::: The records
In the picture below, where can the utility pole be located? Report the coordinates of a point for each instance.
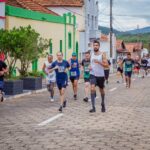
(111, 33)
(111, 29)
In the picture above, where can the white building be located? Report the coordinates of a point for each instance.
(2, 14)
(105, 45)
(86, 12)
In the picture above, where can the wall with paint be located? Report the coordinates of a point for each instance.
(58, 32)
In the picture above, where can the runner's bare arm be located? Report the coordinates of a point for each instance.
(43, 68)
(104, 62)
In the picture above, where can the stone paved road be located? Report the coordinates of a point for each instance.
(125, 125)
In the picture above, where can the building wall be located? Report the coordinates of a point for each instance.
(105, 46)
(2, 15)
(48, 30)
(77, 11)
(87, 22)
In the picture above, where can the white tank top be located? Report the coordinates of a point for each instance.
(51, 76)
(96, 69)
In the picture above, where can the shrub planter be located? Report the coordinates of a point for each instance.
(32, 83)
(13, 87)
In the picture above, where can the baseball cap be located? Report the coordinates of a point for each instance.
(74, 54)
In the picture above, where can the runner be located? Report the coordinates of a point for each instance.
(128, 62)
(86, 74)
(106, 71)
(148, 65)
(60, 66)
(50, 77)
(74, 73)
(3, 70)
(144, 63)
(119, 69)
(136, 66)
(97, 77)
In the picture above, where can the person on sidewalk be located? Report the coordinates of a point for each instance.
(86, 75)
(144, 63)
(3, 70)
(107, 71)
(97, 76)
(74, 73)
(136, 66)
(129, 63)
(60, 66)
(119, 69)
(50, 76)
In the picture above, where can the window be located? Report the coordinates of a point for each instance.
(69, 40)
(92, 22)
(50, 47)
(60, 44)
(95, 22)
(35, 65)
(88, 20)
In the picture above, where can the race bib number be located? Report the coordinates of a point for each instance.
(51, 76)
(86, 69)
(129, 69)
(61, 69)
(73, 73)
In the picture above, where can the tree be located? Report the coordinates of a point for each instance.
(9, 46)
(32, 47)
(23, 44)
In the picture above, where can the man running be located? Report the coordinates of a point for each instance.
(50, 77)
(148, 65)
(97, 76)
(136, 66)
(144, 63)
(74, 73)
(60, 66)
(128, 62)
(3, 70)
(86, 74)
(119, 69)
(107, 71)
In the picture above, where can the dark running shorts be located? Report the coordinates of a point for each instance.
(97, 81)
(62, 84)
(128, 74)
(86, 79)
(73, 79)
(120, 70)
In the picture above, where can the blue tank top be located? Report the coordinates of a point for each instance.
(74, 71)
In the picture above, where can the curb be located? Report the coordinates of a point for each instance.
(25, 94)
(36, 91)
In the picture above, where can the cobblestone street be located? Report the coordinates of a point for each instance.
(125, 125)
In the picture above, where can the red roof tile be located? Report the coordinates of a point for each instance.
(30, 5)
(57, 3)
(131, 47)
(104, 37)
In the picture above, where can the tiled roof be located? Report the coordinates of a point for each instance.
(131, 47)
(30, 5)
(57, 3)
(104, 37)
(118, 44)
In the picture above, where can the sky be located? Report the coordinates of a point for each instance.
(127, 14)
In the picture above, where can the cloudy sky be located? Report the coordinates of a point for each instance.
::::::
- **Assignment**: Retype the records above exactly, leaving every picture out of your copy.

- **Your solution**:
In the picture below, where can the utility pole be located? Report the coordinates of a point for each instance.
(111, 33)
(111, 29)
In the picture above, where can the white building be located? Report the coordinates of a point for each instance.
(2, 14)
(105, 45)
(86, 12)
In the picture above, where can the wall with paint be located? Report the coordinates of a point for each instance.
(58, 32)
In the picture above, where can the runner's bare arm be located? Report the coordinates of a point for each instance.
(43, 68)
(104, 62)
In the picture above, where can the stone paved road be located? Report the coordinates of a point for each instance.
(125, 125)
In the picture above, where can the building wall be located? Report the coordinates of a point for each instance.
(105, 46)
(2, 15)
(48, 30)
(77, 11)
(87, 22)
In the picture above, where can the white tank top be located? Report the coordinates of a point for each instance.
(51, 76)
(96, 69)
In the picture above, where can the shrub planter be located? Report the coordinates of a point for each instance.
(32, 83)
(13, 87)
In the picture above, where can the baseball cap be located? Report the coordinates of a point for each instance.
(74, 54)
In the picture above, where can the runner be located? Report the coordinates of a point for each instance.
(128, 62)
(86, 74)
(106, 71)
(148, 65)
(60, 66)
(50, 77)
(74, 73)
(3, 70)
(144, 63)
(119, 69)
(136, 66)
(97, 77)
In the picture above, where can the person on sidewalk be located? Report the coordinates of a point for each instance.
(86, 75)
(144, 63)
(3, 70)
(107, 71)
(97, 76)
(74, 73)
(136, 66)
(129, 63)
(60, 66)
(119, 69)
(50, 76)
In the picture above, where can the window be located? Report the coordinates of a point for each instance.
(69, 40)
(92, 22)
(50, 47)
(60, 44)
(95, 22)
(35, 65)
(88, 20)
In the picture above, where can the race bib number be located? Report the coordinates of a point for each instance.
(51, 76)
(86, 69)
(129, 69)
(61, 69)
(73, 73)
In the picture above, where can the tree be located? Report the coordinates of a point for each instance.
(9, 46)
(32, 47)
(23, 44)
In the picture above, where can the man running be located? Report the coordinates of a point for each instance.
(50, 77)
(148, 65)
(97, 76)
(136, 66)
(144, 63)
(74, 73)
(60, 66)
(128, 62)
(3, 70)
(86, 74)
(119, 69)
(107, 71)
In the picture above, where can the dark running shorts be located? Report the coordinates of a point for each instance.
(97, 81)
(62, 84)
(128, 74)
(86, 79)
(73, 79)
(120, 70)
In the picture above, where can the blue tank top be located? Report the coordinates of a point for each instance.
(74, 71)
In the picture above, where can the curb be located? Report the coordinates of a point for each instance.
(25, 94)
(36, 91)
In the picture above, where can the cobblestone street be located? Report the coordinates of a point for each instance.
(125, 125)
In the picture above, where can the red roof tile be located? Report the coordinates of a point for each instance.
(30, 5)
(57, 3)
(131, 47)
(104, 37)
In the picture above, where can the tiled roof be located? Report the coordinates of a point for each instance.
(131, 47)
(30, 5)
(57, 3)
(104, 37)
(118, 44)
In the picture above, where can the sky be located? Report the coordinates of a point for each instance.
(127, 14)
In the picture above, where can the cloudy sky be located? Report the coordinates of a point for each instance.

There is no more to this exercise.